ASSIGNMENT:
Pick up the passage on protocol undergrounds after its last sentence and keep writing it.

On Protocol Undergrounds:

"This touches on a key dimension of open protocols, mainly that they are inextricably linked to cultural undergrounds. In a fruitful foray into a more archival approach to the protocol underground question, we looked at four historical cases: the California LSD scene of the 70s and 80s, the UK Free Party Movement, the West Coast Appropriate Technology Movement of the 70’s and the Bay Area S&M scene of the same time. For each of these scenes, we identified an extitution (the Brotherhood of Eternal Love, Spiral Tribe, RAIN and the Society of Janus, respectively) and a value it distinctly embodied/ helped export to the cultural field.

Notably, all of the above protocols were culturally marginalized and, at one point or another, very illegal - this seems to have been a historical prerequisite for the development of autonomous values. For more on these particular scenes, you can check out my Local DAO Summer talk and our second essay, “Sketches Toward a Theory of the Protocol Underground”, but the crucial point is how they helped us construct a set of characteristics to not just explain the protocol underground, but the nature of the alternative values that keep its inhabitants avoiding institutional scaling at all costs.

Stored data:

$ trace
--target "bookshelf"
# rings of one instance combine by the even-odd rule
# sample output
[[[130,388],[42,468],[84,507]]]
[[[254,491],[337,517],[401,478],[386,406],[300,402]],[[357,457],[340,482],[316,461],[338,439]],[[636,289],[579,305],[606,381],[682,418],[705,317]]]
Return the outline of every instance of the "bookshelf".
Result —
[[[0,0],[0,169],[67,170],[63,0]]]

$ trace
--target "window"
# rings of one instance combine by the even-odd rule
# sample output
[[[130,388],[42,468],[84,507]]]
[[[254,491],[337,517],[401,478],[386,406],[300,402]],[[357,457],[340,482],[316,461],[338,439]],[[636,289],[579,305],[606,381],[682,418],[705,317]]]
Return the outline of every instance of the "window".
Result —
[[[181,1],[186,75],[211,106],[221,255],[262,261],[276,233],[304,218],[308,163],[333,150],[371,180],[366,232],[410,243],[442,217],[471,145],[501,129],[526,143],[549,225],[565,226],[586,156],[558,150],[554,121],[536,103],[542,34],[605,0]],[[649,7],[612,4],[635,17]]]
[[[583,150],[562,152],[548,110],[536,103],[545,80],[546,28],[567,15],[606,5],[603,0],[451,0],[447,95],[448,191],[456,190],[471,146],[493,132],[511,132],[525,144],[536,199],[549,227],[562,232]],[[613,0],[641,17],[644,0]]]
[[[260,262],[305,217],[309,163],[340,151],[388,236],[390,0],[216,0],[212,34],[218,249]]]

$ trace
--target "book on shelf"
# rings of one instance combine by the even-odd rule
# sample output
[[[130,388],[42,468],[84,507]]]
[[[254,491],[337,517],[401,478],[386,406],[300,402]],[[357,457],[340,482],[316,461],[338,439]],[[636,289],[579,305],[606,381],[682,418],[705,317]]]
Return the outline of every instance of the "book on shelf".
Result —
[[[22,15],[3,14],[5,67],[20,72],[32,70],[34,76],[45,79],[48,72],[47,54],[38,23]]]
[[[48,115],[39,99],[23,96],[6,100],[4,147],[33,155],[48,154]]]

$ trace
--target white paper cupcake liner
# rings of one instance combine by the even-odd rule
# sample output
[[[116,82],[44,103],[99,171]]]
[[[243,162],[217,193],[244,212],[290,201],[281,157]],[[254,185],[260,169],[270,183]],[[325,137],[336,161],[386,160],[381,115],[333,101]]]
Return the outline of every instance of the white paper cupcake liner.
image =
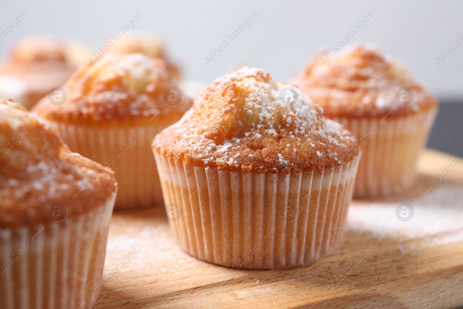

TASK RESULT:
Later, in “Undercapital,” we identified three hazards of scaling that inform the intentionality of the underground:

1) Institutional-behavioral bias, a set of regulatory and cultural “multipolar traps” that lead to reflexively policed passive consumption (elsewhere known as the problem of spectacle)

2) Limits to circulation of scene protocols, wherein mutual expectations of high agency and consent are logistically difficult to scale vertically,

3) Cults of personality, for obvious reasons including internal capture, the degrading presence of a figurehead to withdraw agency to, and a target for external capture.


To quote from “Sketches”: “there is no objective vibe, there is no monopoly of the real. Feeling, sense, atmosphere are relational, and without institutions to impose a mystified neutrality - the oppressive, monoculture din of a Walgreens, bank, or a hospital - we are challenged with the responsibility and freedom to constitute for ourselves what the sense of things are, and in so doing, redefine what possibilities exist in them.” Of course members of the underground depart, conform, become institutional subjects through and through, but the underground persists because its forms are innately decentralized, capture resistant, modular, free and open."